Given problem: Output the line that contains "# point at: the charcoal" and every line after it to the end of the entries, with nothing added or left out.

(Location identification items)
-------------------------
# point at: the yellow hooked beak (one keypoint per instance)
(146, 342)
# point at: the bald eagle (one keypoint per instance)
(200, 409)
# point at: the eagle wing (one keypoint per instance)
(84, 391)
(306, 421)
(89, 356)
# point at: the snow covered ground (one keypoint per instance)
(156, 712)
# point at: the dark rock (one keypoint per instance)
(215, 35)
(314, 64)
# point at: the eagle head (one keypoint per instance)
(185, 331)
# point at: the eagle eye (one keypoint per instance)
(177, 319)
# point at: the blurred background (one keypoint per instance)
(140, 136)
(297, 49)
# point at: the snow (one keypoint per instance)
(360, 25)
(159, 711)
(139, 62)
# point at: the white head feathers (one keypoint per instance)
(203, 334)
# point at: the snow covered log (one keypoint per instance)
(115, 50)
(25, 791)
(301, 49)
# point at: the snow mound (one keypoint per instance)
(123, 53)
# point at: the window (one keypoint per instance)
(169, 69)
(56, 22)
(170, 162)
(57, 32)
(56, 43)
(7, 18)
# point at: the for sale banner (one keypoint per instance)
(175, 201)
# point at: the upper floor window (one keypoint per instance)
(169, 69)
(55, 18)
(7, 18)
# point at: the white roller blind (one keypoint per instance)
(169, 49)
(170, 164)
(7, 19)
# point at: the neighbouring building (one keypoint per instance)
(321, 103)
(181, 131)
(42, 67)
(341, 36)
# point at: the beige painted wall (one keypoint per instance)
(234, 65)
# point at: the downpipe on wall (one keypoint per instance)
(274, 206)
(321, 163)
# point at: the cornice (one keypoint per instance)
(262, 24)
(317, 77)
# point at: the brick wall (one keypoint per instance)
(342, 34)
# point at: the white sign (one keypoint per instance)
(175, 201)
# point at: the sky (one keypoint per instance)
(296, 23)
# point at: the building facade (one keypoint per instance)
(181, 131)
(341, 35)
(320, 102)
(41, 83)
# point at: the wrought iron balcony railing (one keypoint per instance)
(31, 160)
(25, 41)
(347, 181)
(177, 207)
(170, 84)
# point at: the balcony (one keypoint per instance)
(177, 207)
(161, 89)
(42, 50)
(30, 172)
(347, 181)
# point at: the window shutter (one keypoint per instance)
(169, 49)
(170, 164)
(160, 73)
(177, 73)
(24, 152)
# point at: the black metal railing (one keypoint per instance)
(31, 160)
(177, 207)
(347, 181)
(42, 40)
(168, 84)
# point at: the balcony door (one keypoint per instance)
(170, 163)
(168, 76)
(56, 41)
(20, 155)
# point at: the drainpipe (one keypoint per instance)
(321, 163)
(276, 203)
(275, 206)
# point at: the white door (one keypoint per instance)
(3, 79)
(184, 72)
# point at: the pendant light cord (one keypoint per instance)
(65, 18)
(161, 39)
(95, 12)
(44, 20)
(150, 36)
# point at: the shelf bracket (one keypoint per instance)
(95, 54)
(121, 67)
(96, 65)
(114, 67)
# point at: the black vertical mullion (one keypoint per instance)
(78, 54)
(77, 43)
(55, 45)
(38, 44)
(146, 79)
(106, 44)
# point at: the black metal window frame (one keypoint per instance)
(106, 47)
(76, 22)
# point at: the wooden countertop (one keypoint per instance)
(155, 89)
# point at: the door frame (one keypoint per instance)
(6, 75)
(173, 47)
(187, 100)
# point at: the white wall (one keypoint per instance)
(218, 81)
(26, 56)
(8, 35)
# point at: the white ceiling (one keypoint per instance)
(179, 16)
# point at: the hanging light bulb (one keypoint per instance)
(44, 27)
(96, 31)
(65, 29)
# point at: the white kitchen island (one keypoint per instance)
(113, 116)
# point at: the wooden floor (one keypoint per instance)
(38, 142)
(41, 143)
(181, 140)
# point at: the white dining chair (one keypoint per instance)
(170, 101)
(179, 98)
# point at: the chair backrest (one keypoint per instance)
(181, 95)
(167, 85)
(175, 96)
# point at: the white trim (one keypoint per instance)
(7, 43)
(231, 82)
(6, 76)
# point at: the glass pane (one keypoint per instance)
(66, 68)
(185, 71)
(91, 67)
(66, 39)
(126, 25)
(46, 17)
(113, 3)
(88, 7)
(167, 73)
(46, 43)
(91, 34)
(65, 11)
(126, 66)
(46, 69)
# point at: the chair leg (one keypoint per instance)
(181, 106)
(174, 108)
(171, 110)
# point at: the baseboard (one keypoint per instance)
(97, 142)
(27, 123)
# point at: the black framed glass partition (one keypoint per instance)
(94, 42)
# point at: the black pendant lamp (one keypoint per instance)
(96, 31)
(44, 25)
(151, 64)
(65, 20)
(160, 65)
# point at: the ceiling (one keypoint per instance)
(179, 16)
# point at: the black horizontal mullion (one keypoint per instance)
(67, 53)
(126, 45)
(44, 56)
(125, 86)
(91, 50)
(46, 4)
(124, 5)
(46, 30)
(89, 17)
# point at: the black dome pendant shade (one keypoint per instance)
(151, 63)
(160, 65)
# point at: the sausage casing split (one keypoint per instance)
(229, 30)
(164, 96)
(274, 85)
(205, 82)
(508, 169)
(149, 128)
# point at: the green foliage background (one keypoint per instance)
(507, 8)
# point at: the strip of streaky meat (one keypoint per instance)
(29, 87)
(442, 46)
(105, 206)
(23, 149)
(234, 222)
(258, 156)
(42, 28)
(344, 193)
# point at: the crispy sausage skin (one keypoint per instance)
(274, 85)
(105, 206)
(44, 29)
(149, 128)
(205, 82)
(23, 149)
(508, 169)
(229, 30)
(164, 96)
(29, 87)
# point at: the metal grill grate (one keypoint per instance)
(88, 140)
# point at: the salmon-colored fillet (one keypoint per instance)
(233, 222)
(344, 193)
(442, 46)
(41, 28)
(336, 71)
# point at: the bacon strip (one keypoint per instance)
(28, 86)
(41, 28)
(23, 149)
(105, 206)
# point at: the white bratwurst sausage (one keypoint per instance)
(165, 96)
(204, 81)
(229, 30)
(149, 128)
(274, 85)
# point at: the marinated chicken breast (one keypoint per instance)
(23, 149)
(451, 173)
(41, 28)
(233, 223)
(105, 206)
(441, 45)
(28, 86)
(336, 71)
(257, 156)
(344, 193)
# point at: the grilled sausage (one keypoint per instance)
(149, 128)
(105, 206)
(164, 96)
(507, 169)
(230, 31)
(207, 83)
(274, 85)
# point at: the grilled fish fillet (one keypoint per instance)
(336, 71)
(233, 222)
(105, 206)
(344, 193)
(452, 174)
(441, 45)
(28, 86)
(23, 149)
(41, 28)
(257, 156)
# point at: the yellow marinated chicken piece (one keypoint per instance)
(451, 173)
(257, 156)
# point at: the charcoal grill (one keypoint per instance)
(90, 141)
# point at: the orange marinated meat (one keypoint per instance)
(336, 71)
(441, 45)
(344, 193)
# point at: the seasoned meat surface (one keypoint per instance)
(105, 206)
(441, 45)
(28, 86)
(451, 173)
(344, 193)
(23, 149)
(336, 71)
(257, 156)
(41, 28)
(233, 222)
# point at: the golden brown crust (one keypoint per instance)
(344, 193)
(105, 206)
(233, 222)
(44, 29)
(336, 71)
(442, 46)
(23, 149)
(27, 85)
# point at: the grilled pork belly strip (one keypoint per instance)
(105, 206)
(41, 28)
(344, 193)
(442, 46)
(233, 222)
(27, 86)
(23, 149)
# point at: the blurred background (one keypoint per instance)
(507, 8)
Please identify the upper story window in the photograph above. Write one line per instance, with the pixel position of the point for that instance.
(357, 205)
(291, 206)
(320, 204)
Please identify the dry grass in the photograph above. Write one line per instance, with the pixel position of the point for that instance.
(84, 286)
-------------------------
Task solution:
# point at: the charcoal grill (one keypoint per instance)
(90, 141)
# point at: the orange marinated meat (one keypoint per instance)
(336, 71)
(441, 45)
(344, 193)
# point at: the seasoned meat surface (one keypoint per instance)
(105, 206)
(441, 45)
(28, 86)
(451, 173)
(344, 193)
(23, 149)
(336, 71)
(257, 156)
(41, 28)
(233, 222)
# point at: the golden brown crust (one keypoint per instance)
(344, 193)
(105, 206)
(233, 222)
(44, 29)
(336, 71)
(442, 46)
(23, 149)
(27, 85)
# point at: the grilled pork belly strip (one keypoint per instance)
(105, 206)
(41, 28)
(344, 193)
(442, 46)
(233, 222)
(27, 86)
(23, 149)
# point at: the blurred background (one keypoint per instance)
(507, 8)
Please identify the upper story window in the photograph above. Write one line per instance, with the pixel position of the point for that instance.
(357, 205)
(291, 206)
(320, 204)
Please identify the dry grass in the photograph above. Write one line per instance, with the pixel position of the point for that instance.
(84, 286)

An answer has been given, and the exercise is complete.